(Pointing records)
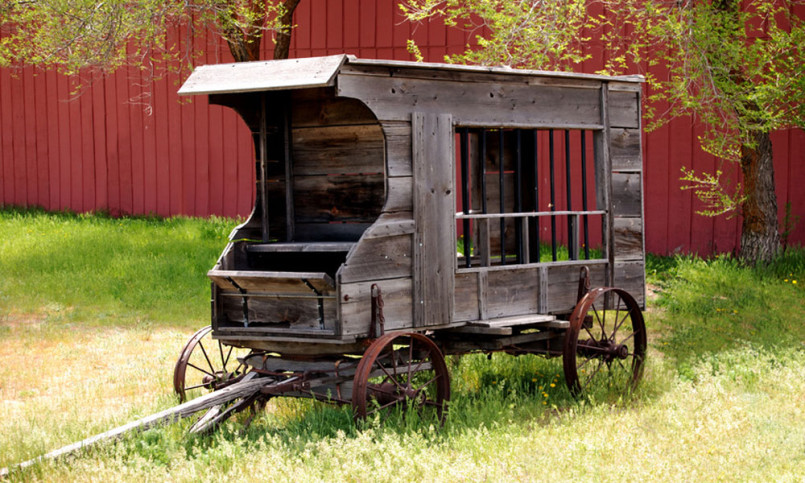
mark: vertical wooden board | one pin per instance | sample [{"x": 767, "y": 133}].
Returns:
[
  {"x": 42, "y": 144},
  {"x": 52, "y": 127},
  {"x": 99, "y": 149},
  {"x": 6, "y": 138},
  {"x": 31, "y": 186},
  {"x": 161, "y": 169},
  {"x": 17, "y": 108},
  {"x": 76, "y": 151},
  {"x": 796, "y": 177},
  {"x": 630, "y": 276},
  {"x": 628, "y": 240},
  {"x": 124, "y": 142},
  {"x": 512, "y": 292},
  {"x": 626, "y": 194},
  {"x": 88, "y": 153},
  {"x": 678, "y": 209},
  {"x": 625, "y": 149},
  {"x": 379, "y": 258},
  {"x": 155, "y": 136},
  {"x": 433, "y": 154},
  {"x": 399, "y": 194},
  {"x": 466, "y": 305},
  {"x": 350, "y": 19},
  {"x": 624, "y": 110},
  {"x": 111, "y": 149},
  {"x": 656, "y": 186},
  {"x": 398, "y": 148},
  {"x": 318, "y": 19},
  {"x": 175, "y": 131},
  {"x": 216, "y": 160},
  {"x": 702, "y": 227},
  {"x": 368, "y": 17},
  {"x": 356, "y": 305},
  {"x": 563, "y": 285}
]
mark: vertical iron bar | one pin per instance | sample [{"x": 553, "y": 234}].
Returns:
[
  {"x": 518, "y": 195},
  {"x": 553, "y": 194},
  {"x": 482, "y": 160},
  {"x": 290, "y": 217},
  {"x": 465, "y": 193},
  {"x": 584, "y": 193},
  {"x": 536, "y": 196},
  {"x": 501, "y": 172},
  {"x": 568, "y": 191}
]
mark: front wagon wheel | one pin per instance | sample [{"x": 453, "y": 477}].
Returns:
[
  {"x": 206, "y": 365},
  {"x": 401, "y": 370},
  {"x": 605, "y": 345}
]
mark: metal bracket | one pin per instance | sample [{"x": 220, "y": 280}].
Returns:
[{"x": 378, "y": 326}]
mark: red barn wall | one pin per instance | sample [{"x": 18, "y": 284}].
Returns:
[{"x": 129, "y": 145}]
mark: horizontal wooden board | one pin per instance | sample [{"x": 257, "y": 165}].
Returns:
[
  {"x": 628, "y": 242},
  {"x": 356, "y": 305},
  {"x": 493, "y": 104},
  {"x": 322, "y": 199},
  {"x": 512, "y": 292},
  {"x": 377, "y": 259},
  {"x": 330, "y": 231},
  {"x": 400, "y": 194},
  {"x": 325, "y": 110},
  {"x": 624, "y": 146},
  {"x": 391, "y": 224},
  {"x": 626, "y": 199},
  {"x": 624, "y": 110},
  {"x": 273, "y": 282},
  {"x": 338, "y": 150},
  {"x": 398, "y": 147},
  {"x": 465, "y": 305},
  {"x": 563, "y": 285},
  {"x": 280, "y": 313},
  {"x": 263, "y": 76}
]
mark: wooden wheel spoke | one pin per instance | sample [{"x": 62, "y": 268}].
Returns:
[
  {"x": 384, "y": 406},
  {"x": 203, "y": 351},
  {"x": 200, "y": 369},
  {"x": 434, "y": 378},
  {"x": 390, "y": 377},
  {"x": 618, "y": 325},
  {"x": 592, "y": 376}
]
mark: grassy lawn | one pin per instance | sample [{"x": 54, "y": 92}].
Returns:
[{"x": 94, "y": 310}]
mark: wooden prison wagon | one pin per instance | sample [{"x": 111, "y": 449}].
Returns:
[{"x": 407, "y": 210}]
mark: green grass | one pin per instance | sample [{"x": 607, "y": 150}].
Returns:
[
  {"x": 108, "y": 271},
  {"x": 94, "y": 310}
]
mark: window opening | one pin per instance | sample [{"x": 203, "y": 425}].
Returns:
[{"x": 512, "y": 183}]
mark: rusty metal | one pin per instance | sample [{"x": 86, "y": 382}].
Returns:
[
  {"x": 216, "y": 375},
  {"x": 612, "y": 343},
  {"x": 384, "y": 378},
  {"x": 378, "y": 327}
]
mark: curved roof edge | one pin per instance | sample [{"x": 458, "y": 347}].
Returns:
[{"x": 321, "y": 72}]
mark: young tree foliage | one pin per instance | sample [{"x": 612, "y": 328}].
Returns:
[
  {"x": 103, "y": 35},
  {"x": 738, "y": 67}
]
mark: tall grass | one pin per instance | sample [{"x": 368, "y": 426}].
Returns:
[{"x": 722, "y": 397}]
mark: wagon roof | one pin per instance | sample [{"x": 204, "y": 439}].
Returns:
[{"x": 321, "y": 72}]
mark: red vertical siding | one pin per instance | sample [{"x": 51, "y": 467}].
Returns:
[{"x": 107, "y": 151}]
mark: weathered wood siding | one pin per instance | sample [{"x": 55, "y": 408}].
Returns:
[{"x": 105, "y": 152}]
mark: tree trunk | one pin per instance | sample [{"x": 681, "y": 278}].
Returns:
[
  {"x": 760, "y": 238},
  {"x": 283, "y": 42}
]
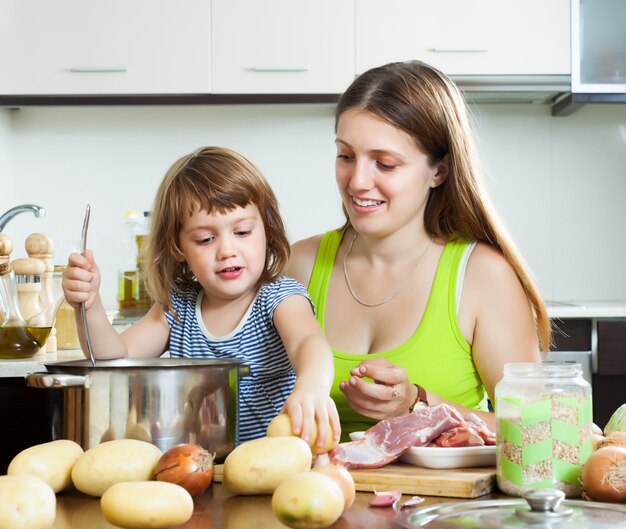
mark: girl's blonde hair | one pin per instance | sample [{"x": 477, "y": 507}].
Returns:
[
  {"x": 427, "y": 105},
  {"x": 211, "y": 179}
]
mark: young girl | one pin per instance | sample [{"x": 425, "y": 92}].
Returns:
[{"x": 215, "y": 254}]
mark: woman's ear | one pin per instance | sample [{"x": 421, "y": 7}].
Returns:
[{"x": 443, "y": 169}]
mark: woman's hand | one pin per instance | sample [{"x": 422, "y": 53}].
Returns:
[
  {"x": 390, "y": 395},
  {"x": 306, "y": 408},
  {"x": 81, "y": 280}
]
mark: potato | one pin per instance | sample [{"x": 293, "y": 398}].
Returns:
[
  {"x": 258, "y": 466},
  {"x": 26, "y": 502},
  {"x": 52, "y": 462},
  {"x": 114, "y": 461},
  {"x": 146, "y": 504},
  {"x": 281, "y": 426},
  {"x": 309, "y": 500}
]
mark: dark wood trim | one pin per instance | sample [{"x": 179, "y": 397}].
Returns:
[
  {"x": 14, "y": 101},
  {"x": 572, "y": 102},
  {"x": 612, "y": 348}
]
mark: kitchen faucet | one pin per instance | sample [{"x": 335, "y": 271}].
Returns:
[{"x": 9, "y": 214}]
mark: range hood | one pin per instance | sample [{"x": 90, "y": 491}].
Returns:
[{"x": 540, "y": 89}]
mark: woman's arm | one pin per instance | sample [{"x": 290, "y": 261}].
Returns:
[
  {"x": 495, "y": 317},
  {"x": 312, "y": 360},
  {"x": 302, "y": 259}
]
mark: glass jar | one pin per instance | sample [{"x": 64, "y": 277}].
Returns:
[{"x": 544, "y": 420}]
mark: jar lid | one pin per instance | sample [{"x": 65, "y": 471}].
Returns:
[{"x": 539, "y": 508}]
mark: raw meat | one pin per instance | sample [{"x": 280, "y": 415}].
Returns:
[{"x": 390, "y": 438}]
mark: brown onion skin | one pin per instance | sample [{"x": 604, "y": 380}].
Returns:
[
  {"x": 604, "y": 475},
  {"x": 614, "y": 439},
  {"x": 187, "y": 465}
]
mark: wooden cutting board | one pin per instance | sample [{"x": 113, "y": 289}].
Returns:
[
  {"x": 409, "y": 479},
  {"x": 453, "y": 483}
]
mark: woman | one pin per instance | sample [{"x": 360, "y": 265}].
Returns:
[{"x": 421, "y": 293}]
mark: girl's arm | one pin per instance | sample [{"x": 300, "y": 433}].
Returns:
[
  {"x": 147, "y": 338},
  {"x": 312, "y": 360}
]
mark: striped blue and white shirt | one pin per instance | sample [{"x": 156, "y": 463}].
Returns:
[{"x": 255, "y": 341}]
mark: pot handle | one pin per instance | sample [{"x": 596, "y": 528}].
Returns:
[{"x": 57, "y": 381}]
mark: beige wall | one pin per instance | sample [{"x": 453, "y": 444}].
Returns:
[{"x": 560, "y": 183}]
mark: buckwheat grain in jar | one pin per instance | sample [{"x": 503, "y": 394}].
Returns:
[{"x": 543, "y": 419}]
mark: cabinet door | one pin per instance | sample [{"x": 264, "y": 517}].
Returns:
[
  {"x": 95, "y": 47},
  {"x": 466, "y": 37},
  {"x": 282, "y": 46}
]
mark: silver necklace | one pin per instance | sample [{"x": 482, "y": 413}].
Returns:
[{"x": 393, "y": 296}]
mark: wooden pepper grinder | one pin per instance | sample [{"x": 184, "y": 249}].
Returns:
[
  {"x": 28, "y": 275},
  {"x": 6, "y": 247},
  {"x": 41, "y": 246}
]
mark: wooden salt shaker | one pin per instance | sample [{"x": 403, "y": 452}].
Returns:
[{"x": 41, "y": 246}]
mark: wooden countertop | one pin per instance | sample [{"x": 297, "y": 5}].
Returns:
[{"x": 218, "y": 509}]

- **The request**
Copy out, character for character, the part of the listing above that opens with the line containing "mark: beige wall" and runs through the end of the listing, including both of those ends.

- **Result below**
mark: beige wall | one pin per instance | sample [{"x": 453, "y": 444}].
Returns:
[{"x": 560, "y": 183}]
mark: buckwheat grain in jar | one pin per instance | sample [{"x": 503, "y": 394}].
Returns:
[{"x": 543, "y": 419}]
mark: cabinet door | one pin per instance | sample [{"x": 264, "y": 517}].
Returns:
[
  {"x": 95, "y": 47},
  {"x": 466, "y": 37},
  {"x": 282, "y": 46}
]
mark: silver necklace | one pin per instance | sample [{"x": 482, "y": 413}].
Returns:
[{"x": 393, "y": 296}]
mark: wooden pepper grinder | one pin per instance | sample [{"x": 184, "y": 249}].
Returns:
[
  {"x": 28, "y": 275},
  {"x": 6, "y": 247},
  {"x": 41, "y": 246}
]
mark: wooden salt shaker | one pin per instance | sample [{"x": 403, "y": 452}].
Returns:
[{"x": 41, "y": 246}]
mark: wooden countertop | one pin per instance | sample [{"x": 297, "y": 5}].
Returns:
[{"x": 218, "y": 509}]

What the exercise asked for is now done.